» **TRECHO DO TEXTO**:
_____

Primeiro: só nos Estados Unidos,
onde a confusão entre ficção e realidade tem muitas vezes consequências históricas (com personalidades públicas interpretando a si
mesmas em grandes produções
hollywoodianas; celebridades do
jornalismo televisivo no papel de si
mesmas se prestando a entrevistar
personagens como se fossem pessoas reais em filmes de ficção científica; um louco tentando matar o
presidente por causa de uma atriz,
ou protestos militantes sendo provocados por representações "incorretas" da realidade), alguém
poderia se dar ao trabalho de organizar todo um livro sobre os "erros" das adaptações cinematográficas (ficcionais) da história.
Só num país que é também o berço de um sentimento de auditoria
social, como o "politicamente
correto", poderia passar pela cabeça de um historiador de uma
universidade prestigiosa ter chegado a hora de dar um pito no cinema de ficção por suas interpretações deturpadas da história.

_____

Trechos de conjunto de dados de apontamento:

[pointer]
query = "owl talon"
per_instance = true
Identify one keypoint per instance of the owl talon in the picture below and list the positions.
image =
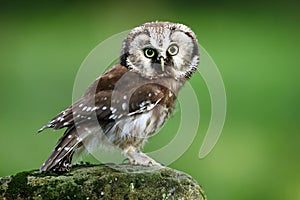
(136, 157)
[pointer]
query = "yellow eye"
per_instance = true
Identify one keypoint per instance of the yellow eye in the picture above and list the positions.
(149, 53)
(173, 50)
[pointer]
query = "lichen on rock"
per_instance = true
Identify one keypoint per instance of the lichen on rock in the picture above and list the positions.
(103, 182)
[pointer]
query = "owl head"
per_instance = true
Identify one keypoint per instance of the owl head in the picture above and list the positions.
(161, 49)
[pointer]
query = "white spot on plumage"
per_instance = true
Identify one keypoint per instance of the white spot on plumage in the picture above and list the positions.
(124, 106)
(95, 108)
(113, 110)
(88, 130)
(66, 123)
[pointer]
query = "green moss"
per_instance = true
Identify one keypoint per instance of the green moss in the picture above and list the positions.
(18, 187)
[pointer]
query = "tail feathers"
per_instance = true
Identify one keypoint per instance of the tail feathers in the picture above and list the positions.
(61, 158)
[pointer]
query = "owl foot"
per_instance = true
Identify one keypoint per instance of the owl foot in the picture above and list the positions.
(136, 157)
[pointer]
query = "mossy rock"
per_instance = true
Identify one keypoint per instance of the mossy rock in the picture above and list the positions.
(103, 182)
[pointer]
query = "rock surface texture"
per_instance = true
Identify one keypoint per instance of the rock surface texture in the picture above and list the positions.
(102, 182)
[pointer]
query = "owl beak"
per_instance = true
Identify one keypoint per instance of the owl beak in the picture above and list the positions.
(162, 63)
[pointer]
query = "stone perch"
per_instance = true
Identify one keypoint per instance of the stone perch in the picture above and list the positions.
(102, 182)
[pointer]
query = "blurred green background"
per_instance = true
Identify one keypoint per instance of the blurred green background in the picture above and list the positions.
(255, 45)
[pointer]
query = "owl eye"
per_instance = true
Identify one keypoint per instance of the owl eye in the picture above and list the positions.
(149, 53)
(173, 50)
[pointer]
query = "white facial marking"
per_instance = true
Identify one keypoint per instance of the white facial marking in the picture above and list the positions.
(124, 106)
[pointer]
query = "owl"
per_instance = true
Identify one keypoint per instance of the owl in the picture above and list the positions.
(132, 100)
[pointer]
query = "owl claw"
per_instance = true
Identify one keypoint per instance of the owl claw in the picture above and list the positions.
(137, 157)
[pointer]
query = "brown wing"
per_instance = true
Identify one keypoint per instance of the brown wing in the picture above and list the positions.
(116, 94)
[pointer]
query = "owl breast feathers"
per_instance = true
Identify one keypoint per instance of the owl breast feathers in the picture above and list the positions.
(132, 100)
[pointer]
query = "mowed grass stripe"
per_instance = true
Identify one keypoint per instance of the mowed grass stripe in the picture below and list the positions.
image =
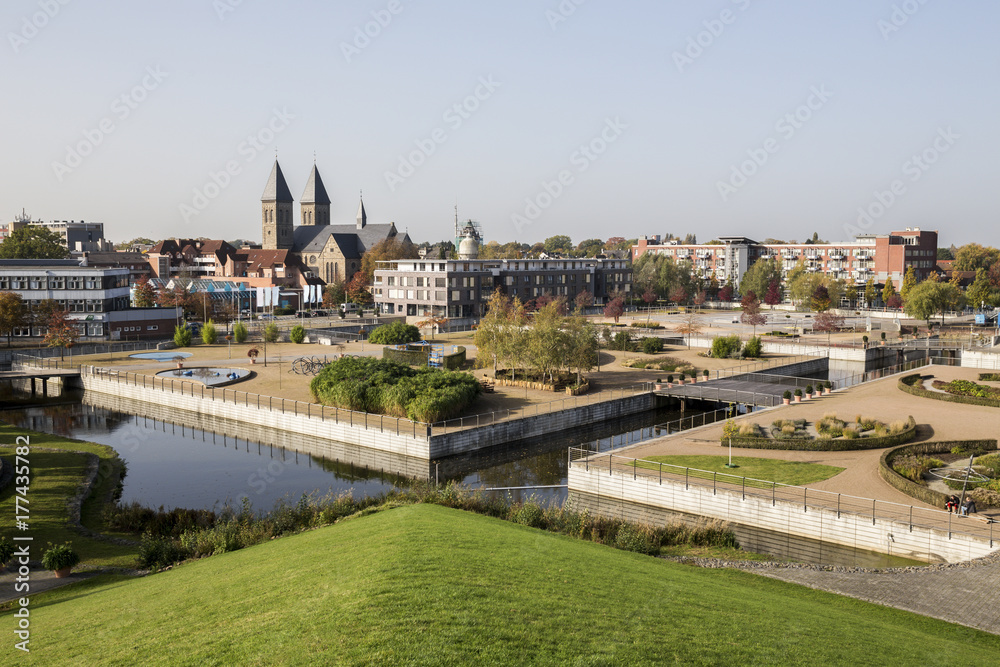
(762, 471)
(424, 584)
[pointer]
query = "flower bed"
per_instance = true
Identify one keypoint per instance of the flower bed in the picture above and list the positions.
(921, 492)
(791, 435)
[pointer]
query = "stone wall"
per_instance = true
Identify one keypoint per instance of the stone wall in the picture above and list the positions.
(630, 496)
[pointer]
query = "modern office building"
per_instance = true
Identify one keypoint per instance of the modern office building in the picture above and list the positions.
(877, 256)
(96, 299)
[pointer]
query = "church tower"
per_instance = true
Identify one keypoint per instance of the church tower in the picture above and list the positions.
(315, 204)
(276, 212)
(362, 215)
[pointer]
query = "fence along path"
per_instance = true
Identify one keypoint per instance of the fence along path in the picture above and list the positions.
(976, 527)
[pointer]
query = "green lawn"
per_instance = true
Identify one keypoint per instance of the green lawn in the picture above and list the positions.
(795, 473)
(424, 584)
(55, 477)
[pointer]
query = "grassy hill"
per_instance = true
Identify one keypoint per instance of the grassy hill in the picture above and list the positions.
(424, 584)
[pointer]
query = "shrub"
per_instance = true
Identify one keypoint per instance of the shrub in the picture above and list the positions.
(394, 333)
(182, 336)
(157, 551)
(638, 539)
(724, 347)
(914, 466)
(59, 557)
(753, 348)
(652, 345)
(6, 550)
(386, 387)
(528, 514)
(209, 333)
(240, 332)
(622, 340)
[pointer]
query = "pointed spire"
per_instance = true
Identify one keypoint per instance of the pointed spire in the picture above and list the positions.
(362, 215)
(315, 192)
(276, 189)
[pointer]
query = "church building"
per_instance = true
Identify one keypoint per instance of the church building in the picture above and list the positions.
(329, 252)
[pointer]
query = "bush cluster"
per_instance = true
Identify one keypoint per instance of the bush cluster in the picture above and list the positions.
(234, 529)
(385, 387)
(652, 345)
(394, 333)
(914, 466)
(182, 336)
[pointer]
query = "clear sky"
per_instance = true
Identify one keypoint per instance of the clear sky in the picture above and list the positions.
(724, 117)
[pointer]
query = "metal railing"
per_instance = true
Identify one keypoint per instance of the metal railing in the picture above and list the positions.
(487, 418)
(370, 421)
(57, 357)
(914, 517)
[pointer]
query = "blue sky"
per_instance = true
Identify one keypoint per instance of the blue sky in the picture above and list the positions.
(595, 119)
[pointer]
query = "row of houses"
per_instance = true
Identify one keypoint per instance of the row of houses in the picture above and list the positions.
(870, 256)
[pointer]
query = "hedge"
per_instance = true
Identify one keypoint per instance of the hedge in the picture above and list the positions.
(918, 491)
(914, 384)
(823, 445)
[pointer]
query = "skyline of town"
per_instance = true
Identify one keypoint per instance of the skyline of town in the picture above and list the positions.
(723, 119)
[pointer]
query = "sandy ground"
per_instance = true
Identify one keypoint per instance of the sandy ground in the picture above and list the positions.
(880, 399)
(277, 378)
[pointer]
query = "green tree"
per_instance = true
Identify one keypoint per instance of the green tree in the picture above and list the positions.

_____

» **O PROBLEMA**:
Responda com base no trecho sobre cinema e história:
(a) Por causa de quem um louco tentou matar o presidente?
(b) Que exemplo de "sentimento de auditoria social" o trecho menciona?
(c) Sobre o que seria o livro que alguém poderia se dar ao trabalho de organizar?
As linhas não têm relação com o trecho sobre cinema e história.

» **EXERCÍCIO RESOLVIDO**:
(a) Por causa de uma atriz.
(b) O "politicamente correto".
(c) Sobre os "erros" das adaptações cinematográficas (ficcionais) da história.